**PAGE EXTRACT**
==========

Multiscale modeling of soft matter and its Integration to Experiment
Location:136 DeBartolo Hall
The systematic multiscale of heterogeneous soft matter systems is an area of current research. Soft matter materials (including polymers and biomembranes) involve complex multiscale problems. Several techniques to systematically and directly link different length scales are presented where the focus will be on the Iterative Boltzmann Inversion (IBI) as well as on reactive modeling. After introducing the techniques I will show three examples of current problems we can address with our techniques which include Organic Electronics, Morphology Prediction for Silica, and Drug Delivery. In all examples connections between connections between experiment and simulation will be pointed out.

==========

**DATA**
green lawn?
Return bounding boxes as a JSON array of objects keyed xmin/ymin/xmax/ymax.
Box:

==========

**TASK INSTRUCTIONS**
[A] Quote the seminar abstract word for word, starting with "Multiscale modeling of" and going on through "be pointed out.".
[B] Answer these questions from the seminar abstract, one answer per line:
(i) In what room is the seminar held?
(ii) Which technique is named alongside reactive modeling as a focus of the presentation?
(iii) What three example problems will be shown?
The listing is separate material, unrelated to the seminar abstract.

**PER-TASK ANSWERS**
[A]
Multiscale modeling of soft matter and its Integration to Experiment
Location:136 DeBartolo Hall
The systematic multiscale of heterogeneous soft matter systems is an area of current research. Soft matter materials (including polymers and biomembranes) involve complex multiscale problems. Several techniques to systematically and directly link different length scales are presented where the focus will be on the Iterative Boltzmann Inversion (IBI) as well as on reactive modeling. After introducing the techniques I will show three examples of current problems we can address with our techniques which include Organic Electronics, Morphology Prediction for Silica, and Drug Delivery. In all examples connections between connections between experiment and simulation will be pointed out.

[B]
(i) 136 DeBartolo Hall
(ii) Iterative Boltzmann Inversion (IBI)
(iii) Organic Electronics, Morphology Prediction for Silica, and Drug Delivery